[Source data]

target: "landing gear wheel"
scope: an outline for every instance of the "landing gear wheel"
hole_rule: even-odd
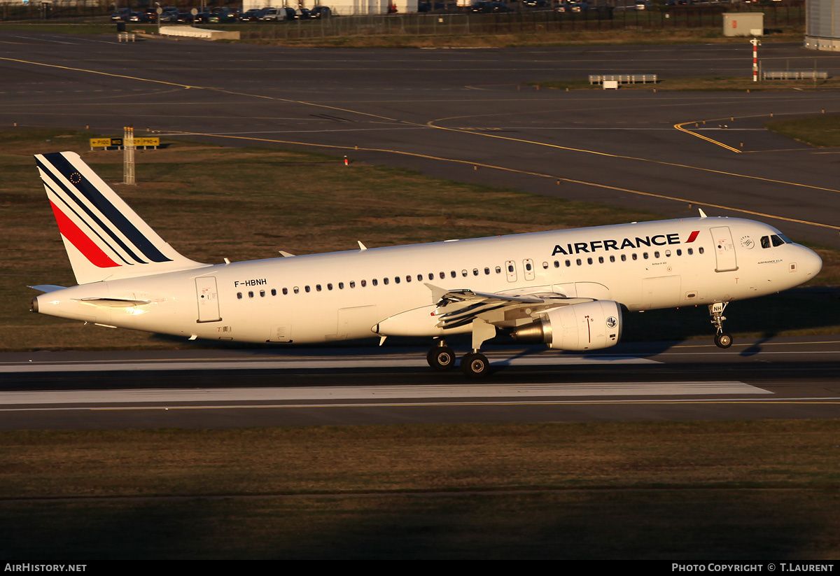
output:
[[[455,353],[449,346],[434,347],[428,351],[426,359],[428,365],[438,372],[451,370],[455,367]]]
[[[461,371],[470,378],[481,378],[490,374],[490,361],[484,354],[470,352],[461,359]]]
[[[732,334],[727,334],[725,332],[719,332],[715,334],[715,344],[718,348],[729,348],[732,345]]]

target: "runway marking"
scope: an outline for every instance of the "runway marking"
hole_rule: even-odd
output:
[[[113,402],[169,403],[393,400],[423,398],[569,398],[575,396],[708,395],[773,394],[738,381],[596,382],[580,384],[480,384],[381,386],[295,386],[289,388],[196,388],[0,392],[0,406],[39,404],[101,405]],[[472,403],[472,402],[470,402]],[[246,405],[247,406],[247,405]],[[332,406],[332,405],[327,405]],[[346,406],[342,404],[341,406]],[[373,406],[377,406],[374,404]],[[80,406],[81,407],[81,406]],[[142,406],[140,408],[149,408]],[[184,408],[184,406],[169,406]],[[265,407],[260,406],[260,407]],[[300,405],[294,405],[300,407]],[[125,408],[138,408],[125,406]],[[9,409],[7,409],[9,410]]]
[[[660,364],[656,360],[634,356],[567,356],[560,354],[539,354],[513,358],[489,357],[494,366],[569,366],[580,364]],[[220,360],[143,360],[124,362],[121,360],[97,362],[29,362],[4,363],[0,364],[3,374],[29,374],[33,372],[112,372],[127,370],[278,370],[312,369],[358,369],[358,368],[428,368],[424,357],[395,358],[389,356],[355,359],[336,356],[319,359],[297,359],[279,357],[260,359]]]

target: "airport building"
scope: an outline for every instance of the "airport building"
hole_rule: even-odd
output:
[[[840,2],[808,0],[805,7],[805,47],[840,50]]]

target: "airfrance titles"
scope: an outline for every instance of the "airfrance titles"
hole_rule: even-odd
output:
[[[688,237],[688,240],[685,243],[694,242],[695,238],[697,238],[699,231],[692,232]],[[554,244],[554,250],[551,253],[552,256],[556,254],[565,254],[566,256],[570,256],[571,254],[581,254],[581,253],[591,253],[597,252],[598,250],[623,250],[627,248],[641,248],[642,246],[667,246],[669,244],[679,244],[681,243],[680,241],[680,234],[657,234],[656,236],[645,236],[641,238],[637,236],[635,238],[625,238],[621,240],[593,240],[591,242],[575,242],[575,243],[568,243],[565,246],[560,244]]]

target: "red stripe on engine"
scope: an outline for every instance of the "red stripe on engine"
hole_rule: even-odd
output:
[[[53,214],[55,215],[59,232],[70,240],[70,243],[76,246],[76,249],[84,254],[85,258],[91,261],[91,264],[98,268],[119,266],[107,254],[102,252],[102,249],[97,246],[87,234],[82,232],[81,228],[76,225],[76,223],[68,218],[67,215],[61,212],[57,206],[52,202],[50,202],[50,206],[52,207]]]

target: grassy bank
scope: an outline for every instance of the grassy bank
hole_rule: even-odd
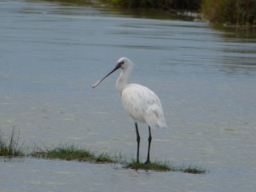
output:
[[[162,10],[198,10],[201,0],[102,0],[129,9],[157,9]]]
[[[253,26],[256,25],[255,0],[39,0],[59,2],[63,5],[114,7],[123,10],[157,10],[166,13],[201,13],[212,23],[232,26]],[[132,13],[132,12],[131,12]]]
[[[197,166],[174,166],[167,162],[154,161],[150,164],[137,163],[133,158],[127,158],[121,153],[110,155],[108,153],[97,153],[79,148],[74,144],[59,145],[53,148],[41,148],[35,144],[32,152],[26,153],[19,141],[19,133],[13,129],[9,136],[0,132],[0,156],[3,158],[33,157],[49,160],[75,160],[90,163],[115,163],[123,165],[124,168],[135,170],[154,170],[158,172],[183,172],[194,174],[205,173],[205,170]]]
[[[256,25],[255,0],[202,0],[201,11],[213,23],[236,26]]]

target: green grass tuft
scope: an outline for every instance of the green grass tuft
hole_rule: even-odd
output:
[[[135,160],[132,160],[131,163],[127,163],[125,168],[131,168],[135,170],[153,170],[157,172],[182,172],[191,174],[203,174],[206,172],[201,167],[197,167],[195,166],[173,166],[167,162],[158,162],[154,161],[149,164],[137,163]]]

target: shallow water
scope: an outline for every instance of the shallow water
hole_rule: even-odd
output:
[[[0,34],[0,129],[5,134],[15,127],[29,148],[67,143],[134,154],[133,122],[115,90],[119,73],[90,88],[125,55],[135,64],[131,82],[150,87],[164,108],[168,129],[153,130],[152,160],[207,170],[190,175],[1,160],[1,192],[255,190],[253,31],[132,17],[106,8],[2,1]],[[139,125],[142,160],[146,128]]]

**EXERCISE TASK**: Reproduce the source data lines from the one containing "target: green grass tuft" through the last line, including the requests. Multiply every polygon vertex coordinate in the outputs by 1.4 and round to whole numbers, with halves rounding up.

**TASK SOLUTION**:
target: green grass tuft
scope: an outline for every instance of the green grass tuft
hole_rule: even-odd
output:
[[[189,224],[185,224],[183,228],[178,228],[175,235],[183,235],[189,238],[214,238],[220,241],[255,241],[267,244],[284,244],[288,241],[281,234],[276,234],[273,232],[242,232],[234,227],[221,227],[216,225],[209,230],[192,228]]]

target: shallow water
scope: an outline for every instance of the shallow water
hole_rule: even-odd
output:
[[[0,48],[0,181],[7,188],[21,178],[41,207],[94,200],[188,216],[186,171],[161,126],[167,102],[126,123],[175,77],[189,90],[183,115],[210,122],[230,151],[235,181],[214,182],[213,224],[290,238],[266,245],[1,224],[1,269],[357,266],[354,43],[185,24],[148,11],[3,1]],[[195,175],[199,224],[204,179]]]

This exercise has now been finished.